* [Text section]:
* Start *

# Fruit Fly Baster - Mantis Nymph Feeding



## CosbyArt (Feb 16, 2015)

Here is my current feeding apparatus for my mantis nymphs. It is a modified Pooter (aspirator) that I came up with after reading about the "Fruit Fly Blowdart" made by a past member.

One major advantage of this device is it uses a rubber bulb to suck in the fruit flies and blow them into your mantis habitat - no putting your mouth on it and sucking in the flies manually. So no health or safety concerns, and is easy to use.

I'd like to add a video of it in use, or the build process but don't have a webcam anymore; however, it is easy to use and straight forward - so I made a quick tutorial of the steps of making the Fruit Fly Baster below with images. In the future I may add a video to make it simpler to build.

See near the end of this topic post for details on usage and repair.

*How To Build --*

There are 6 basic steps and takes 10 to 15 minutes to assemble.

Parts List


Turkey Baster (with plastic tube)

About 1 foot length of 1/4" (0.25 inch) standard aquarium airline tubing

Fine screen mesh to trap the fruit flies - I use organza fabric

Optional - aquarium airline straight connector. It is used so the tubing and mesh can be replaced easily if needed for a repair.

A rubber band and some masking tape - they will make it easier on the final steps in step 6.

Tools


Hobby razor knife

* Hacksaw (if baster tube is hard plastic)

Scissors

Hot glue gun with glue sticks

*Step 1 -* Take your turkey baster and notice there are several markings on the long tube.

* End *

* [Short exercise 1]:
In the fruit fly baster post, what does the poster use as the fine screen mesh for trapping the fruit flies?

* [Input for this task]:
* Start *

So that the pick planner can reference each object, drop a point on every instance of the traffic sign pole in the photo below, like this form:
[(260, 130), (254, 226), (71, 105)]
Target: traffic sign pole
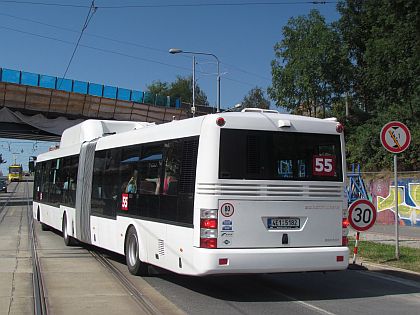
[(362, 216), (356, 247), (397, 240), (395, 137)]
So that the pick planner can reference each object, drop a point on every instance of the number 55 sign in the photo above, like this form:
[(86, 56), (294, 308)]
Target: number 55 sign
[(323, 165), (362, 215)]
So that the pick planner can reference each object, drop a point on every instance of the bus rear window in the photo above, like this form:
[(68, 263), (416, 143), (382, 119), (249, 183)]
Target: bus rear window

* End *
* Start *

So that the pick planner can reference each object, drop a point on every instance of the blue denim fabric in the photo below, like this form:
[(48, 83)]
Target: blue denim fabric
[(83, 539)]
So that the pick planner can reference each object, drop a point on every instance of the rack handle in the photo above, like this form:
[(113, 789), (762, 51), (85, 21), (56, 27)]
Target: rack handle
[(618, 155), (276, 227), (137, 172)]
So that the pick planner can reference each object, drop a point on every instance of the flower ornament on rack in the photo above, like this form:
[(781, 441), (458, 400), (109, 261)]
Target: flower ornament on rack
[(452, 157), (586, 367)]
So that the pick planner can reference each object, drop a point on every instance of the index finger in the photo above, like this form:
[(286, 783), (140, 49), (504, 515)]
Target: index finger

* End *

* [Short exercise 2]:
Please rewrite the records starting with the line with "of the index" and going on through the line with "Target: index finger", replacing "pick planner" with "grasp planner" and leaving everything else unchanged.

* [Answer 1]:
Organza fabric.

* [Answer 2]:
So that the grasp planner can reference each object, drop a point on every instance of the index finger in the photo above, like this form:
[(286, 783), (140, 49), (504, 515)]
Target: index finger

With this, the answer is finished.